Reproduce the listing below, replacing every instance of "Query" with "Target" and leaving everything else unchanged.

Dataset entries
----------------

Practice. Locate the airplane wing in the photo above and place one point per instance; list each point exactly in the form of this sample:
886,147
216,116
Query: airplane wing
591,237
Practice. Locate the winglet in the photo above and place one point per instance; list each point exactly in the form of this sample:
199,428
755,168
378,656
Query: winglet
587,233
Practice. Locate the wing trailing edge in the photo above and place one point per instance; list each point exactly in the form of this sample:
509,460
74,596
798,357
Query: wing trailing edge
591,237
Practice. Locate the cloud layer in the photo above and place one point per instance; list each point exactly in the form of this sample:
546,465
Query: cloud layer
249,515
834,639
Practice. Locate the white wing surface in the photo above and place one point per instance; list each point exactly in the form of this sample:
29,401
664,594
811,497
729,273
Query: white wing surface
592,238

----------------

Exercise response:
Practice. Locate the airplane wing in the photo above and place one point per instance; list each point exactly in the form of this sample:
886,147
216,116
Target: airplane wing
591,237
Practice. Locate the winglet in the photo above and place one point per instance; list each point exactly in the form of this sample:
199,428
755,168
378,656
Target: winglet
587,233
Practice. Locate the wing trailing edge in the photo above and place one point per instance; list each point exactly in the form of this sample:
509,460
74,596
798,357
Target: wing trailing edge
591,237
Practice. Locate the cloud layer in the photo above and place one point per instance; list each point exactly in the form of this sample:
546,465
Target: cloud layer
249,515
834,639
Practice. Locate the white wing surface in the photo above and place one point per instance; list each point exactly in the form of this sample:
29,401
664,594
811,497
729,273
Target: white wing surface
592,238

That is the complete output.